Provided records
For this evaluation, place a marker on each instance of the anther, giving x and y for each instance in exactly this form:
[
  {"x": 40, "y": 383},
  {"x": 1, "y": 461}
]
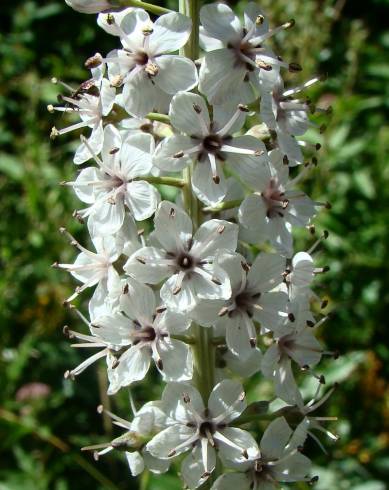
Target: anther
[
  {"x": 93, "y": 61},
  {"x": 54, "y": 133},
  {"x": 294, "y": 67},
  {"x": 223, "y": 311},
  {"x": 243, "y": 108},
  {"x": 324, "y": 304}
]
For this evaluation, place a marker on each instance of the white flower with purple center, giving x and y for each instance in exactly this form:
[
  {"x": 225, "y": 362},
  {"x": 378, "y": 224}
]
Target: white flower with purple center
[
  {"x": 210, "y": 144},
  {"x": 252, "y": 300},
  {"x": 275, "y": 206},
  {"x": 242, "y": 66},
  {"x": 92, "y": 101},
  {"x": 203, "y": 430},
  {"x": 287, "y": 117},
  {"x": 116, "y": 184},
  {"x": 149, "y": 75},
  {"x": 188, "y": 262},
  {"x": 280, "y": 460}
]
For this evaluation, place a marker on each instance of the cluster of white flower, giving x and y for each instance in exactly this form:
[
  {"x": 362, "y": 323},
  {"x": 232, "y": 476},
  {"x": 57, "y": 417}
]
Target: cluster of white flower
[{"x": 194, "y": 294}]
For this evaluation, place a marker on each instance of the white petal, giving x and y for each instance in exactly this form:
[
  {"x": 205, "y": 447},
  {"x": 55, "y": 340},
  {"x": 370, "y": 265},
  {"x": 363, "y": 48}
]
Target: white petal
[
  {"x": 139, "y": 301},
  {"x": 221, "y": 76},
  {"x": 170, "y": 33},
  {"x": 154, "y": 464},
  {"x": 289, "y": 147},
  {"x": 175, "y": 73},
  {"x": 241, "y": 438},
  {"x": 135, "y": 462},
  {"x": 173, "y": 227},
  {"x": 166, "y": 441},
  {"x": 174, "y": 405},
  {"x": 183, "y": 116},
  {"x": 135, "y": 155},
  {"x": 140, "y": 96},
  {"x": 185, "y": 299},
  {"x": 133, "y": 366},
  {"x": 227, "y": 396},
  {"x": 237, "y": 336},
  {"x": 142, "y": 199},
  {"x": 244, "y": 368},
  {"x": 95, "y": 141},
  {"x": 266, "y": 272},
  {"x": 84, "y": 191},
  {"x": 174, "y": 322},
  {"x": 204, "y": 186},
  {"x": 220, "y": 22},
  {"x": 177, "y": 360},
  {"x": 213, "y": 236},
  {"x": 153, "y": 270},
  {"x": 167, "y": 148},
  {"x": 192, "y": 467}
]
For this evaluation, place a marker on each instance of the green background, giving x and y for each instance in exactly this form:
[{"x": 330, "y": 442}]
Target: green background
[{"x": 42, "y": 426}]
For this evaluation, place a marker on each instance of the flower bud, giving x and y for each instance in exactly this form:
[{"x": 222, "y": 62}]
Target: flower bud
[{"x": 90, "y": 6}]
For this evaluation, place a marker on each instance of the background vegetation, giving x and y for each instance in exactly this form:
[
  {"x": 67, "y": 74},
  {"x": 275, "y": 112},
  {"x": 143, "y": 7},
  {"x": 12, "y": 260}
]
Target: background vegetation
[{"x": 43, "y": 418}]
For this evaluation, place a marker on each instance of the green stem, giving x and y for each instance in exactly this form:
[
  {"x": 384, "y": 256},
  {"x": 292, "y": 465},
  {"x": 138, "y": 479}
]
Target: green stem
[
  {"x": 172, "y": 181},
  {"x": 222, "y": 206},
  {"x": 154, "y": 9}
]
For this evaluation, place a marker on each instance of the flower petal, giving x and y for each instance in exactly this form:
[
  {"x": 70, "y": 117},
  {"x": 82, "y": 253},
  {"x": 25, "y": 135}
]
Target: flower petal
[{"x": 175, "y": 73}]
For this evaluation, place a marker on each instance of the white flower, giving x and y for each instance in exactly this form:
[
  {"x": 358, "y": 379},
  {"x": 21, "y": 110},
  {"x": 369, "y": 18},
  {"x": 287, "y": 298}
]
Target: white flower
[
  {"x": 92, "y": 101},
  {"x": 299, "y": 345},
  {"x": 203, "y": 431},
  {"x": 288, "y": 117},
  {"x": 148, "y": 74},
  {"x": 147, "y": 333},
  {"x": 93, "y": 268},
  {"x": 252, "y": 299},
  {"x": 243, "y": 65},
  {"x": 116, "y": 183},
  {"x": 274, "y": 206},
  {"x": 210, "y": 145},
  {"x": 146, "y": 422},
  {"x": 91, "y": 6},
  {"x": 301, "y": 417},
  {"x": 130, "y": 338},
  {"x": 189, "y": 262},
  {"x": 279, "y": 461}
]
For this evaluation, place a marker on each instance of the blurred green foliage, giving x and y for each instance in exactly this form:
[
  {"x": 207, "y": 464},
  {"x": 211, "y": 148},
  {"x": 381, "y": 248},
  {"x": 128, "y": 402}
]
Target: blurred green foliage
[{"x": 45, "y": 419}]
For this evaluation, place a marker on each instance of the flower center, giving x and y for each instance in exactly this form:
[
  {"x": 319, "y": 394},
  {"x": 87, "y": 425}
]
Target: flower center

Exercise objective
Copy every line of the data word for word, omitting the images.

Answer to the task
For this evaluation, place a marker on each instance of the anther, giving x and y for each instance in exactly this form:
[
  {"x": 40, "y": 383},
  {"x": 1, "y": 461}
]
Target: anther
[
  {"x": 93, "y": 61},
  {"x": 54, "y": 133},
  {"x": 294, "y": 67},
  {"x": 223, "y": 311},
  {"x": 243, "y": 108},
  {"x": 324, "y": 304}
]
For this evaluation, place a marker on each instance of the white flower with purple center, giving x and y for each instance in exactly this form:
[
  {"x": 225, "y": 362},
  {"x": 378, "y": 224}
]
Target: white flower with purple center
[
  {"x": 210, "y": 144},
  {"x": 252, "y": 300},
  {"x": 275, "y": 206},
  {"x": 242, "y": 66},
  {"x": 92, "y": 101},
  {"x": 203, "y": 430},
  {"x": 287, "y": 117},
  {"x": 116, "y": 184},
  {"x": 149, "y": 75},
  {"x": 188, "y": 262},
  {"x": 280, "y": 460}
]
For this evaluation, place a marker on each instance of the cluster of white flower, giving x and y for each instance in exactly this form:
[
  {"x": 362, "y": 323},
  {"x": 232, "y": 476},
  {"x": 57, "y": 417}
]
Target: cluster of white flower
[{"x": 194, "y": 294}]
For this evaluation, place a marker on each instance of the white petal, giving x and y for each instance in exactly this form:
[
  {"x": 205, "y": 447},
  {"x": 55, "y": 340},
  {"x": 370, "y": 265},
  {"x": 363, "y": 48}
]
Target: white petal
[
  {"x": 139, "y": 301},
  {"x": 221, "y": 76},
  {"x": 170, "y": 33},
  {"x": 154, "y": 464},
  {"x": 289, "y": 147},
  {"x": 175, "y": 73},
  {"x": 241, "y": 438},
  {"x": 135, "y": 462},
  {"x": 173, "y": 227},
  {"x": 166, "y": 441},
  {"x": 174, "y": 405},
  {"x": 183, "y": 116},
  {"x": 135, "y": 155},
  {"x": 140, "y": 96},
  {"x": 185, "y": 299},
  {"x": 133, "y": 366},
  {"x": 227, "y": 396},
  {"x": 237, "y": 336},
  {"x": 142, "y": 199},
  {"x": 244, "y": 368},
  {"x": 95, "y": 141},
  {"x": 266, "y": 272},
  {"x": 84, "y": 191},
  {"x": 174, "y": 322},
  {"x": 204, "y": 186},
  {"x": 220, "y": 22},
  {"x": 177, "y": 360},
  {"x": 213, "y": 236},
  {"x": 153, "y": 270},
  {"x": 167, "y": 148},
  {"x": 192, "y": 467}
]
For this evaluation, place a marker on each instance of the green background, giving x and y for each instance in exactly this form:
[{"x": 330, "y": 442}]
Target: green background
[{"x": 42, "y": 426}]
For this evaluation, place a marker on each instance of the flower bud, giving x and y for each instance in exactly this form:
[{"x": 222, "y": 62}]
Target: flower bud
[{"x": 90, "y": 6}]
For this evaluation, place a marker on each instance of the background vegetation, giving x and y for each instance in exactly this form:
[
  {"x": 67, "y": 74},
  {"x": 275, "y": 112},
  {"x": 143, "y": 7},
  {"x": 12, "y": 260}
]
Target: background vegetation
[{"x": 43, "y": 418}]
For this evaluation, place a marker on each instance of the green stem, giving x and y for each instance in exactly this form:
[
  {"x": 384, "y": 256},
  {"x": 292, "y": 465},
  {"x": 138, "y": 479}
]
Target: green stem
[
  {"x": 172, "y": 181},
  {"x": 222, "y": 206},
  {"x": 154, "y": 9}
]
For this evaluation, place a marker on each instance of the flower petal, giving x and y for each instance in exactly this form:
[
  {"x": 70, "y": 117},
  {"x": 82, "y": 253},
  {"x": 25, "y": 135}
]
Target: flower petal
[{"x": 175, "y": 73}]
For this evaluation, place a marker on each instance of the white flower, giving x and y for each instance in exactly this form:
[
  {"x": 358, "y": 379},
  {"x": 21, "y": 110},
  {"x": 369, "y": 18},
  {"x": 287, "y": 298}
]
Target: white flower
[
  {"x": 92, "y": 101},
  {"x": 299, "y": 345},
  {"x": 203, "y": 431},
  {"x": 288, "y": 117},
  {"x": 148, "y": 74},
  {"x": 147, "y": 333},
  {"x": 93, "y": 268},
  {"x": 252, "y": 299},
  {"x": 243, "y": 65},
  {"x": 116, "y": 183},
  {"x": 274, "y": 206},
  {"x": 210, "y": 145},
  {"x": 146, "y": 422},
  {"x": 91, "y": 6},
  {"x": 301, "y": 417},
  {"x": 130, "y": 338},
  {"x": 189, "y": 262},
  {"x": 279, "y": 461}
]
For this evaluation, place a marker on each instance of the blurred green foliage, giving x and y for each instance in exactly this form:
[
  {"x": 207, "y": 464},
  {"x": 211, "y": 148},
  {"x": 381, "y": 248},
  {"x": 128, "y": 402}
]
Target: blurred green foliage
[{"x": 45, "y": 419}]
For this evaluation, place a marker on each instance of the flower center, giving x and y for each instance in exactly this form:
[
  {"x": 319, "y": 394},
  {"x": 87, "y": 425}
]
Target: flower center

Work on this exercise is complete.